[Records for the exercise]
+ + + +
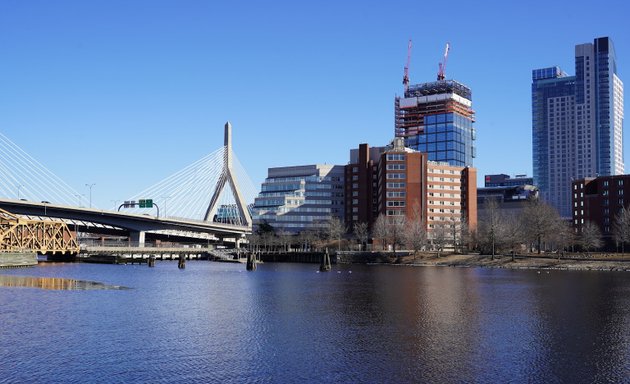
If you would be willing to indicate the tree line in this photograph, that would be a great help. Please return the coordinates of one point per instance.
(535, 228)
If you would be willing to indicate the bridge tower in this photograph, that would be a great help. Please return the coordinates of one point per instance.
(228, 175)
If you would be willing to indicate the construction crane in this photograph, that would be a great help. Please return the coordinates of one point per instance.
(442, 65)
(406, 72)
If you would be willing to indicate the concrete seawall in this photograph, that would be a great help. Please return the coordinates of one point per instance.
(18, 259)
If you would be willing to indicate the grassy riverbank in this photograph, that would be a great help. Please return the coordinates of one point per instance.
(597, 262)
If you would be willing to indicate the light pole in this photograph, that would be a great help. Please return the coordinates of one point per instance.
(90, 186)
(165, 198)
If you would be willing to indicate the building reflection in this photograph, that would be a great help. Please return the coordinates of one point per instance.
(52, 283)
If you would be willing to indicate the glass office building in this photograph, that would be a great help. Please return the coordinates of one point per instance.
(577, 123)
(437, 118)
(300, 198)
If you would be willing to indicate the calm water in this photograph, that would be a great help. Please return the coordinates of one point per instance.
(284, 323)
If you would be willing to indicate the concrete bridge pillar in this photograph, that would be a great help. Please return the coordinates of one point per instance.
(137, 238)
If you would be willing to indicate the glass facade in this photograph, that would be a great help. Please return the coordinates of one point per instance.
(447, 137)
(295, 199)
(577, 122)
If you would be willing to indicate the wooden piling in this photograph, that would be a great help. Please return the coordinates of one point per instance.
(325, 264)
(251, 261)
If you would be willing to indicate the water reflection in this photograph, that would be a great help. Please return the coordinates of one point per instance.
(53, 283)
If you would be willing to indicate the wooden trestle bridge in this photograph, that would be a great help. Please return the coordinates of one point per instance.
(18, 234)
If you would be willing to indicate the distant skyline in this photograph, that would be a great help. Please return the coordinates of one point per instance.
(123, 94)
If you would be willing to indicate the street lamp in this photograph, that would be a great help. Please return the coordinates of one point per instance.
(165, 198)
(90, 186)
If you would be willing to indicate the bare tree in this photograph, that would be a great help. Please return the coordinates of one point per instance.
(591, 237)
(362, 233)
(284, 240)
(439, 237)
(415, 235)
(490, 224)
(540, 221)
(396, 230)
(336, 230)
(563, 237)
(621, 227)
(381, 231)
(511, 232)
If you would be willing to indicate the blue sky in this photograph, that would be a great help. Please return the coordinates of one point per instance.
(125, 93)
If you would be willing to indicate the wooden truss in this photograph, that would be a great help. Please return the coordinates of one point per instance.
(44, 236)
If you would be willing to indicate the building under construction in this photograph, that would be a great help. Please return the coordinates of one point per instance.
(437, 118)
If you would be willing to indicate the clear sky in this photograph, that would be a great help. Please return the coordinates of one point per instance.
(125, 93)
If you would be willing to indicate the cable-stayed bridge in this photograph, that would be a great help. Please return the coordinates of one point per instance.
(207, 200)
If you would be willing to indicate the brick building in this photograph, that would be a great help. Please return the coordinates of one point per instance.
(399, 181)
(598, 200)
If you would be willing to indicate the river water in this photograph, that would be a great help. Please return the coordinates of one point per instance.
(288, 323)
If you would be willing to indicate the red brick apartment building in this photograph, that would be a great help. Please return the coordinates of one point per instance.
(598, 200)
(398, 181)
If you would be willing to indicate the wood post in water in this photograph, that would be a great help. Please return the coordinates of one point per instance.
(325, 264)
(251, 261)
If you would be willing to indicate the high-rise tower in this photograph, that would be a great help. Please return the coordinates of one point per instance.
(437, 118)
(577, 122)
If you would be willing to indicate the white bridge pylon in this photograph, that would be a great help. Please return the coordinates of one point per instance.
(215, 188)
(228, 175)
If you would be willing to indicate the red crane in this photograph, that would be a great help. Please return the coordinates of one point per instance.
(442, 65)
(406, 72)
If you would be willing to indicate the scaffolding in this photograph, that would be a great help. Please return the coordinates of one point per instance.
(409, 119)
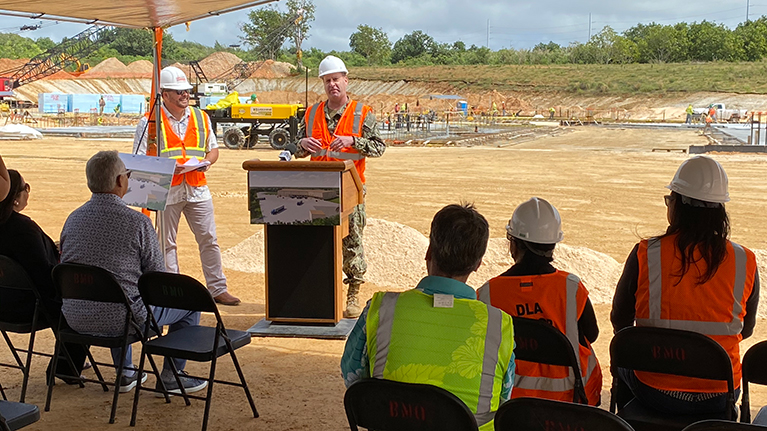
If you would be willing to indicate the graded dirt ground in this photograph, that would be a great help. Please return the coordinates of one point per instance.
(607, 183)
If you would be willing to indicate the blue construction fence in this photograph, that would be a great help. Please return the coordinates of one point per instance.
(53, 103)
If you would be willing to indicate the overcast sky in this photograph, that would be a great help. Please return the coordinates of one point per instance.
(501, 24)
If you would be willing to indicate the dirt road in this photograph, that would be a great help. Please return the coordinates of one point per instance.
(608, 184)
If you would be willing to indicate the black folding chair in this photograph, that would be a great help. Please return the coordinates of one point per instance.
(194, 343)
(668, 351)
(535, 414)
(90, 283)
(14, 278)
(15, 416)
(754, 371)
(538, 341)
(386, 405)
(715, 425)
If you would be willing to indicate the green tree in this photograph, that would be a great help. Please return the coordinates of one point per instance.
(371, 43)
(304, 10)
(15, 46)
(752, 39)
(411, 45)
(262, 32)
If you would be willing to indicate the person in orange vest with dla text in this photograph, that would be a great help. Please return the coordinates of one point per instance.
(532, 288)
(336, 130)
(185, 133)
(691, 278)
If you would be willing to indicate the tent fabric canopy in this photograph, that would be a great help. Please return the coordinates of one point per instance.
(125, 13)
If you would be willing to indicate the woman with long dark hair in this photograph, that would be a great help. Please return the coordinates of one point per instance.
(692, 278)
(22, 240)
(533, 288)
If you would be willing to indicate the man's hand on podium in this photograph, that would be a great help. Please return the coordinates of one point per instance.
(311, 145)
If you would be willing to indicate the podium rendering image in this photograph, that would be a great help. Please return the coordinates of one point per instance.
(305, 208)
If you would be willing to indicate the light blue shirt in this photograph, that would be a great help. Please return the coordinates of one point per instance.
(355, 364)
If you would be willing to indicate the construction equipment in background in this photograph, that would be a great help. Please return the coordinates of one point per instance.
+ + + +
Aside from its pictures, the listing must be given again in full, exactly as it appears.

[Result]
If you would be willing to indicate the tree line in this photograph, that would be a great help. Please return the coordinates of one point per instance.
(535, 228)
If you would be willing to indicate the bridge tower in this photograph, that would be a great help. Please return the coordinates of one point per instance.
(228, 175)
If you would be willing to indicate the construction crane in this photograph, that would be a great help. Please return the coordinates of one point per instance.
(442, 65)
(406, 72)
If you would be willing to indicate the concrete seawall in this photograph, that would be a great help. Please return the coordinates of one point per instance.
(18, 259)
If you would be willing to indicate the grassy riverbank in this photograph, that would be a great help. Please return the coordinates of one point per instance.
(597, 262)
If you would be willing to indicate the light pole in this photograph, that would be a great help. Please return the coordinates of one point per instance.
(90, 186)
(165, 198)
If you would be willing to indicate the building reflection in this photograph, that would be a great help. Please return the coordinates of one point per instance.
(52, 283)
If you would be willing to indicate the glass office building in this photograph, that would be a great help. Please return the coordinates of one point per instance.
(577, 123)
(437, 118)
(300, 198)
If you would be willing to indicate the calm water in this photograph, that would be a great help. Please return the coordinates of one point per instance.
(284, 323)
If you would be willing to indicate the concrete bridge pillar in this photograph, that would be a great help. Please return the coordinates of one point per instance.
(137, 238)
If you would be willing to indicate the glass facade in this photograph, that would be a great help. Please return the coordinates of one point per instance.
(447, 137)
(295, 199)
(577, 122)
If you would be willing to indicate the wooden piling in this photograph, that would be a great help. Please return the coordinates of one point per instance.
(325, 264)
(251, 261)
If you would be willing to indicate the water reflection in this photograph, that would be a great help. Please return the coordinates of one point per instance.
(53, 283)
If you would be willing to indicate the wooden trestle bridge in this photograph, that would be a great help. Please return the coordinates of one point per instance.
(18, 234)
If you would be willing to indicate the distant skyline in this photograph, that would be a great help. Please return the coordinates of one point per instance.
(123, 94)
If you would be willing to indicate the street lamp in this photograph, that would be a great help. Please return the coordinates of one point per instance.
(165, 198)
(90, 186)
If you would be willing to indicate the bare tree in this photograph, that would be a great help. Please return the coordinates of one point per instance.
(591, 237)
(362, 233)
(284, 240)
(439, 237)
(415, 235)
(490, 224)
(540, 221)
(396, 230)
(336, 230)
(563, 237)
(621, 227)
(381, 231)
(511, 232)
If you would be willing to indicate the blue sky in this photograph, that would be a great help. Please return the coordinates of one point per instance.
(125, 93)
If you would be willing to indicate the wooden truss in this photograph, that would be a great help. Please return the coordinates of one point per instance.
(44, 236)
If you would be willing to indicate the building under construction in this photograph, that would be a great help. Please return the coordinates of one point per instance.
(437, 118)
If you would be willing to indicate the clear sky in this photograph, that would be a great help. Please return the coordinates of one point per instance.
(125, 93)
If you would be willing to indicate the cable-stayed bridge in this photograph, that would be a great help. Please return the coordinates of one point per instance.
(207, 200)
If you would be willing to indicate the brick building in this photograph, that would be a great help. Please return the coordinates of one point per instance.
(399, 181)
(598, 200)
If you would be willing to indicate the river water in this photograph, that would be a great help. Please return the coordinates of one point per instance.
(288, 323)
If you would be willing to indicate the red brick apartment building in this photograph, that would be a great help. Please return the coordinates of one point per instance.
(598, 200)
(398, 181)
If you would be willing to indicate the wood post in water in this photograph, that would be a great help. Please return the coordinates of one point per instance.
(325, 264)
(251, 261)
If you would be willing to indicate the high-rise tower in this photograph, that would be a great help. Please return the coordinates of one point per instance.
(437, 118)
(577, 122)
If you would be willing to indicate the white bridge pylon in this photograph, that would be a great help. Please return the coordinates of one point per instance.
(215, 188)
(228, 175)
If you would be willing to indicate the red crane in this photograph, that would be a great help. Please return the coordinates of one point per instance.
(442, 65)
(406, 72)
If you would be willing to indicate the scaffolding in this photograph, that would be a great help. Please return the coordinates of one point per instance.
(409, 119)
If you would be willing to indicate the graded dirt ground in this photograph, that would be a great help. Please return the coordinates of one point per instance.
(607, 183)
If you would be willing to indicate the blue construction fence in this photograph, that would be a great help. Please return the coordinates of one point per instance.
(53, 103)
If you would be willing to indicate the overcast sky in this photograph, that would be a great help. Please return the coordinates of one point per instance.
(501, 24)
If you would be willing to indicate the dirt road in this photograph, that would be a great help. Please return the coordinates of one point per instance.
(608, 184)
If you would be willing to indicate the black folding chair in this photograph, that would be a great help. Please return the coordinates of one point per instance.
(194, 343)
(668, 351)
(535, 414)
(90, 283)
(14, 278)
(15, 416)
(754, 371)
(538, 341)
(386, 405)
(715, 425)
If you would be willing to indicate the green tree in this photograph, that would be a great help. Please return the coordinates of one point per instance.
(371, 43)
(304, 10)
(15, 46)
(752, 39)
(411, 45)
(262, 32)
If you would be willing to indicate the person in orange vest with dla text in this photograph, that would be a great help. Please return the coordinates of one point per instance.
(532, 288)
(336, 130)
(185, 133)
(691, 278)
If you would be willing to indicate the tent fabric canopy in this photograph, that would be a great help. Please return the coordinates of one point per instance.
(125, 13)
If you would be willing to indicate the woman with long dark hair in this photograph, that would be a great help. Please return the coordinates of one point per instance.
(692, 278)
(22, 240)
(533, 288)
If you would be willing to indicate the man's hand on podium in this photograph, that would be a great help. Please return the coordinates of one point per instance.
(311, 145)
If you would be willing to indicate the podium rendering image in this photograph, that would be a great help. Please return the coordinates of one point per instance.
(305, 208)
If you would be willing to indicate the light blue shirt in this photograph, that would be a great help. Please return the coordinates of one point per instance.
(355, 364)
If you would be willing to indicate the construction equipment in background in this photograph, that would be a great help. Please return the coordinates of one point per instance.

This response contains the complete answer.